Aim of the task.
Pick up the article below about the Sugar-Salem High School girls basketball team and continue it from its last sentence.

Source passage.
◆ ◆ ◆ ◆ ◆ ◆ ◆
When the Sugar-Salem High School girls basketball team received its 3A state championship banner and blue trophy 11 months ago at the Ford Idaho Center in Nampa, it added to an already banner year for the school while giving those Diggers a place in history.
It gave the school its fourth state title of what would be seven for the academic year and marked the first back-to-back state titles for the team. Part of that 24-2 season and repeat title were seniors Macie Knapp (now playing for College of Southern Idaho), Madi Fillmore (now playing for Big Bend Community College), Sydney Bradshaw and Lindsey Larson.
“I was a little nervous,” said senior Michelle Luke about the vacancies left by last year’s seniors. “I knew after our first game, we were a team that was gonna play a little differently than last year.”
Sugar-Salem alumnus and head coach Crystal Dayley said those seniors were one of the best if not the best class to come from Sugar and left big shoes to fill this season.
“We’d had a group that had been playing varsity together a long time,” Dayley said. “We were all worried about losing them. They left some very big holes. It’s been super fun to see how everyone has stepped up and elevated their game to fill in those gaps we lost.”
◆ ◆ ◆ ◆ ◆ ◆ ◆
Extracted records.
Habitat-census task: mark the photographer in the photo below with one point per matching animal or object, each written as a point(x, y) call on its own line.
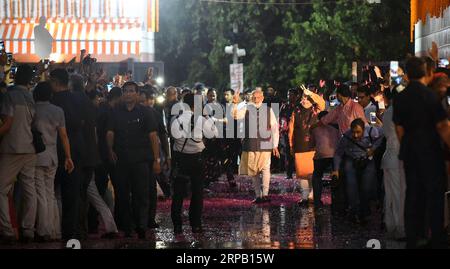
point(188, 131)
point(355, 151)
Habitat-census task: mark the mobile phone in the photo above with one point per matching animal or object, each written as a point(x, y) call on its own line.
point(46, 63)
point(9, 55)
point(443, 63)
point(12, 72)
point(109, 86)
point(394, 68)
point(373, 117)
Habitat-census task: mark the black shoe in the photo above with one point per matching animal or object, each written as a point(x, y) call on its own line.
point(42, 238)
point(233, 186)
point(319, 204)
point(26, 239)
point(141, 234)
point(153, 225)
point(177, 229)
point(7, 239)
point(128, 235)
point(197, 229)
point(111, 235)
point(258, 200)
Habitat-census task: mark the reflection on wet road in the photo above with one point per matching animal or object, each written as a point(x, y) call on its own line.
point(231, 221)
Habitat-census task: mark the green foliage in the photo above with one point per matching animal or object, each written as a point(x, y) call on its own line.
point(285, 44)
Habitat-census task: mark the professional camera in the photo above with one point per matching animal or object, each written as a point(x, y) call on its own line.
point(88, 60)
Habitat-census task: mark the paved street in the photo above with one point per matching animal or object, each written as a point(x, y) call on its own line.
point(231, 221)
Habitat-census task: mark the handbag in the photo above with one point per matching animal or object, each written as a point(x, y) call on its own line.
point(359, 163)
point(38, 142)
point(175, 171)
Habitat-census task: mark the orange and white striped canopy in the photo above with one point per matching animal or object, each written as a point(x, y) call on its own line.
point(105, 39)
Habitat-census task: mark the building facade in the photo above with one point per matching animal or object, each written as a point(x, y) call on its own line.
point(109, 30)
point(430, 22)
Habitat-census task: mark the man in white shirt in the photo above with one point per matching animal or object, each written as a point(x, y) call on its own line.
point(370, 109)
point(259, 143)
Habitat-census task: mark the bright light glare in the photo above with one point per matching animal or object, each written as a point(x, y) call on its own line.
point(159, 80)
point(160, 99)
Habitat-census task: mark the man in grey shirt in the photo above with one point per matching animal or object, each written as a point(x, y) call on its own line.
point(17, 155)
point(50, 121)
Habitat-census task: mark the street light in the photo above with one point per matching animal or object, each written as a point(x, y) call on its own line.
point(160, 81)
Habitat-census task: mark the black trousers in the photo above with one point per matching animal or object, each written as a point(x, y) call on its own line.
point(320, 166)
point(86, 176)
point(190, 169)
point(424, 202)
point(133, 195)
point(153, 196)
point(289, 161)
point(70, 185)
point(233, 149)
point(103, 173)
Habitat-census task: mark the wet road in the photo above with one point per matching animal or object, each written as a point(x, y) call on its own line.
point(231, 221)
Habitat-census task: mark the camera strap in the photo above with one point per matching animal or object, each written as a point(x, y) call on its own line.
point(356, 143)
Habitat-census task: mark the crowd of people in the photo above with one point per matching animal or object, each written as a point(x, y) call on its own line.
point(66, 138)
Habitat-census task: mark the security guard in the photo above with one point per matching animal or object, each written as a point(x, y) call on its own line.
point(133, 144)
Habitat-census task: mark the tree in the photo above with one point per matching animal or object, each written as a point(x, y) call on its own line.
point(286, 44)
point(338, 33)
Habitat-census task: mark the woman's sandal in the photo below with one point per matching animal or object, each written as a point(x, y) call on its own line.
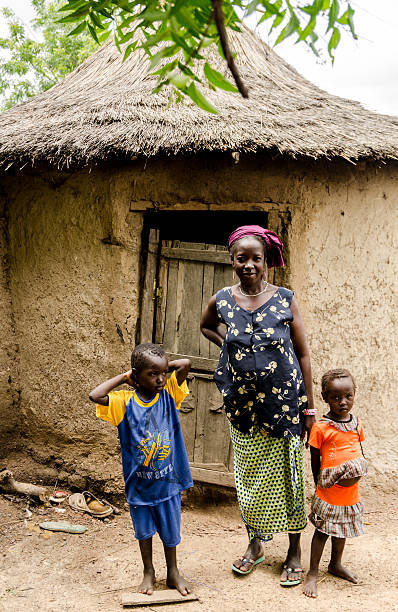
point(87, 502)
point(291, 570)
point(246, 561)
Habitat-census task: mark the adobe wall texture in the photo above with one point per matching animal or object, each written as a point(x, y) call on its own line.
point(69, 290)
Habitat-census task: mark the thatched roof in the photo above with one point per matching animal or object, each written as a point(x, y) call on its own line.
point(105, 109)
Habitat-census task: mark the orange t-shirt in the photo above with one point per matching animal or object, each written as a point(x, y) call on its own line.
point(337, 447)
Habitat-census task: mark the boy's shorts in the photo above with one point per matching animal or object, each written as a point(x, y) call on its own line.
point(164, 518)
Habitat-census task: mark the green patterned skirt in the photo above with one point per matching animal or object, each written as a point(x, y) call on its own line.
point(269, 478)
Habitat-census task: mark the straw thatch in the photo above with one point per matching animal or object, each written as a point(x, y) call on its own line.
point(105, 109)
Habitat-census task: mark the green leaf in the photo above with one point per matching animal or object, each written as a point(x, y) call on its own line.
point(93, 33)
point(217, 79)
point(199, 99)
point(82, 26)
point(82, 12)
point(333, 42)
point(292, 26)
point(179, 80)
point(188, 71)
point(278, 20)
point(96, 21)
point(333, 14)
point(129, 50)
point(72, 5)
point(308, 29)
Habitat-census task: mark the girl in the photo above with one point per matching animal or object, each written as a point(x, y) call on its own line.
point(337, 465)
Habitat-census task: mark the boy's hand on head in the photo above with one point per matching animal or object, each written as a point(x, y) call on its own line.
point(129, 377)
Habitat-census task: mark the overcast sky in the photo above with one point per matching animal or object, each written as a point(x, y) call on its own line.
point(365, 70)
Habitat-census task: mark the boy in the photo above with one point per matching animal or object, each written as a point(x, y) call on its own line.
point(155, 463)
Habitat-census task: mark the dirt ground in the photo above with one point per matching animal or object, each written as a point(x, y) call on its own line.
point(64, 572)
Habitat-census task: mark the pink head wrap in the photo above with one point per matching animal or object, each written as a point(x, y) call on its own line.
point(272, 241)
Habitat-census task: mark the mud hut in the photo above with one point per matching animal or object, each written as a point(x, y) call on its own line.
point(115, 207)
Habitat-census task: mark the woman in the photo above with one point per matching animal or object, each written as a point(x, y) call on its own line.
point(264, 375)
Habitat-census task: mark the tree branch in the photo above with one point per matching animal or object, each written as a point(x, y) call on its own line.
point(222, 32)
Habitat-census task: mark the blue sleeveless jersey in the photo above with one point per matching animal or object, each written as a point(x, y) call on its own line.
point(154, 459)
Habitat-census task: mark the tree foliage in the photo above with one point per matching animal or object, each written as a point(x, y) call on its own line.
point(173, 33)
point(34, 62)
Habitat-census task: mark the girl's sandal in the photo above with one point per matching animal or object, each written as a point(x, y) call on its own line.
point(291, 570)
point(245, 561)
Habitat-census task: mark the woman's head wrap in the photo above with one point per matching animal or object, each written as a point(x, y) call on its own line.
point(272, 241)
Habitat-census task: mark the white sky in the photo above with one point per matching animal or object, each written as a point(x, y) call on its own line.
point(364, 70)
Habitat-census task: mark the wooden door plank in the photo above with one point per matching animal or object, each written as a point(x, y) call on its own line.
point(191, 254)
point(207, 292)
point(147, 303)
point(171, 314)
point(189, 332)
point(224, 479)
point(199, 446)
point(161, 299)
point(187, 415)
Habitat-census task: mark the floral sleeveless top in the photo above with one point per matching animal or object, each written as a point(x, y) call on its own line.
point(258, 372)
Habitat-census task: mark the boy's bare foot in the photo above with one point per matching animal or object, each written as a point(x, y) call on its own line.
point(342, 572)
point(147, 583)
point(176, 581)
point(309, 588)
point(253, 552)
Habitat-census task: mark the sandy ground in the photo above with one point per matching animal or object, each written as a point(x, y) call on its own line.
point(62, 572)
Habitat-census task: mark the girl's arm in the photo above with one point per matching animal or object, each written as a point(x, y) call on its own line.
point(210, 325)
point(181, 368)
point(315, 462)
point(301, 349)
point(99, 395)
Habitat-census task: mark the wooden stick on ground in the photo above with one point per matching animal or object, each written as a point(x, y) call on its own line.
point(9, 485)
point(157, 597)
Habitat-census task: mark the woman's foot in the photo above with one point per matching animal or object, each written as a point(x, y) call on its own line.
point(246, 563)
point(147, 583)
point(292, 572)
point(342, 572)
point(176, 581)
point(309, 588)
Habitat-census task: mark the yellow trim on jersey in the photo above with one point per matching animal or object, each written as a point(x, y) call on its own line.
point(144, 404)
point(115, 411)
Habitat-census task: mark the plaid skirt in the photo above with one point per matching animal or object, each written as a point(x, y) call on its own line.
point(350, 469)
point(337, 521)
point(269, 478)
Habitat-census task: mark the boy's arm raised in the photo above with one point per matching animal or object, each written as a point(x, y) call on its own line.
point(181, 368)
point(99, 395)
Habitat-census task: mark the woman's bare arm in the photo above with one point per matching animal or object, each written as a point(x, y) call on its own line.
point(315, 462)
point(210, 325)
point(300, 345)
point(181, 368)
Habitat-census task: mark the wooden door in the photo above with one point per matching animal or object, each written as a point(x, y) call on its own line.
◆ ◆ ◆ ◆ ◆ ◆ ◆
Task answer.
This year’s Diggers got a big boost in their second game of the season, however. In a battle of two-time defending state champions, Sugar-Salem defeated Soda Springs 57-49 on Nov. 22 in Sugar City to end the Cardinals’ 54-game win streak that extended back to their 2017 season opener (also a loss to Sugar-Salem).
“That game was pretty important to me,” said senior Macey Fillmore. “I was really was happy we finally were able to overcome them. We really played well as a team. It wasn’t one player taking over.”
The stands were packed for that game, giving it a tournament feel.
“It was just an amazing atmosphere,” Luke said. “I think that’s when our team came together for the first time this season, stepping up to the challenge.”
Dayley said the win was high up on the list for her, adding that it was one of the most fun games she had ever coached. It also showed this year’s team--and the rest of the state--what was possible. Sugar-Salem’s two losses last year were to Soda Springs.
“If we can beat Soda, we can beat anybody,” Dayley said. “Nobody realized what we could do until we beat them. It made those seniors realize, ‘You know, this is something last year’s seniors didn’t get to do.’”
Defense, particularly zone, has been Sugar-Salem’s bread and butter since Dayley became head coach in 2012. Dayley had high praise for this year’s team, which she described as having no weak link defensively.
“What you’ll find with this team is they’re probably the best defensive team we’ve had,” Dayley said. “They’re also probably the most coachable team I’ve ever had. I’d take that over talent any day.”
Luke and fellow senior Sarenady Price have been major contributors to that staunch defense. Dayley said the duo is ‘every team’s worst nightmare.’ Through Jan. 10, Luke is averaging 5.4 assists per game and 4.1 steals per game--the best averages in those categories by a player Dayley said she’s ever coached--while Price is averaging 1.9 assists per game and 2.7 steals per game.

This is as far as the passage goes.